## [Provided records]
§
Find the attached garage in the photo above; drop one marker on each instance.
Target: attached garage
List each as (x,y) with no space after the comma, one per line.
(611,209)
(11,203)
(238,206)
§
## [Goal of the exercise]
Transcribe the entries above so that nothing in them differs from the original.

## [Written solution]
Find the attached garage in the photo above; drop one marker on each instance.
Target: attached garage
List each as (x,y) with no space after the comma, one per line.
(611,209)
(11,203)
(238,206)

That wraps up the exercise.